**提示テキスト**.
+ + +

彼らの言説は常々まったく正しいし、「優等生的、啓蒙的だなー」とか思いながら、「だが、知るかボケ。アバヨ、オレはオレの道しか行かねーぜ」と本来批判もする義理もなかったのだけど、ランドリオール15巻を読んでいて、非常に決定的なコマが露わになり、そこでid:kaien氏とid:Gaius_Petroniussi氏がまたぞろ「やれ王様の器だー」とか言い出すのをふんふんと大勢が納得させられるだろうことが読みながら頭にふつふつ浮かんできて、「ふざっけんなボケ、オレの読書をすかさずメタにもってってんじゃねーよ、ボケ」と全然まったくこれっぽちもガマンならんかったので、今書いてる。うわー、ちょう言いがかりんぐ。正直、すまんかった。
さて、彼らの消費する「ランドリオール」とは、現実の思想にまで敷衍しうる一種のRPGなのだ(http://d.hatena.ne.jp/Gaius_Petronius/20091128/p1#c参照。このように振る舞えたらかっこいいよなー、あこがれるよな−、痺れるよなー、良し、そうするにはどうすればいいか分析してお手本にしちゃおう、そういうものだ。
こうすることで、フィクションが現実に耐える強度を保つというのは素晴らしいことであるのだし、それは評論としても一定の評価をされるべきことなのだが、じゃあ、そこで取りこぼしたことってなんだろうね、という話。

+ + +

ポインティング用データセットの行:

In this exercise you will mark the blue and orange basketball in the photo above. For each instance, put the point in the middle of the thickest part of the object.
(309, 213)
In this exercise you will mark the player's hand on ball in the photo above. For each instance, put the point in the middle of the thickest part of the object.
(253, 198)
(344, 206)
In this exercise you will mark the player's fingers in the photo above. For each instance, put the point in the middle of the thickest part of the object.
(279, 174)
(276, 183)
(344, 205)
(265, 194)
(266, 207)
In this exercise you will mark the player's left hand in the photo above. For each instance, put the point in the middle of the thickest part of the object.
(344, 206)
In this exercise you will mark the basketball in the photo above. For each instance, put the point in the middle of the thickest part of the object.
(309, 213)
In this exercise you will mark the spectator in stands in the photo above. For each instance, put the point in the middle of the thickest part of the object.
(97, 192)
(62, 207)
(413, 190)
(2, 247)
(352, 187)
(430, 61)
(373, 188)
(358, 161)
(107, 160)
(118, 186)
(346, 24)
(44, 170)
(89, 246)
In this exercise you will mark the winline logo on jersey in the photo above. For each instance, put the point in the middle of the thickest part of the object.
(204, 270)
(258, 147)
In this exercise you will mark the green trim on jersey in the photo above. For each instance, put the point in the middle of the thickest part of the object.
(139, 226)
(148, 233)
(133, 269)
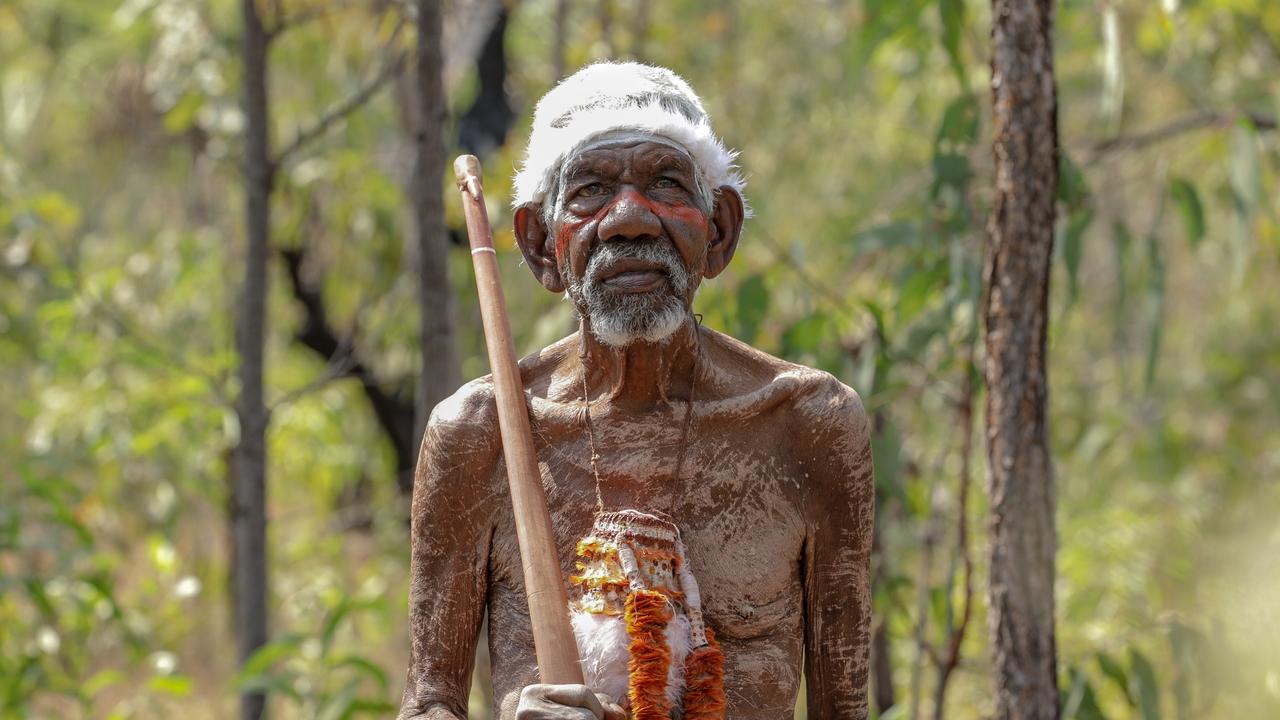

+ + +

**課題一覧**.
a – 提示テキストで、筆者が読んでいたのは『ランドリオール』の何巻ですか。
b – データ行のうち、「In this exercise you will mark the green」を含む行から最後の行までを、両端の行も含めてそのまま繰り返してください。画像は答えに入れないでください。

**各課題の解答**.
a – 15巻です。

b –
In this exercise you will mark the green trim on jersey in the photo above. For each instance, put the point in the middle of the thickest part of the object.
(139, 226)
(148, 233)
(133, 269)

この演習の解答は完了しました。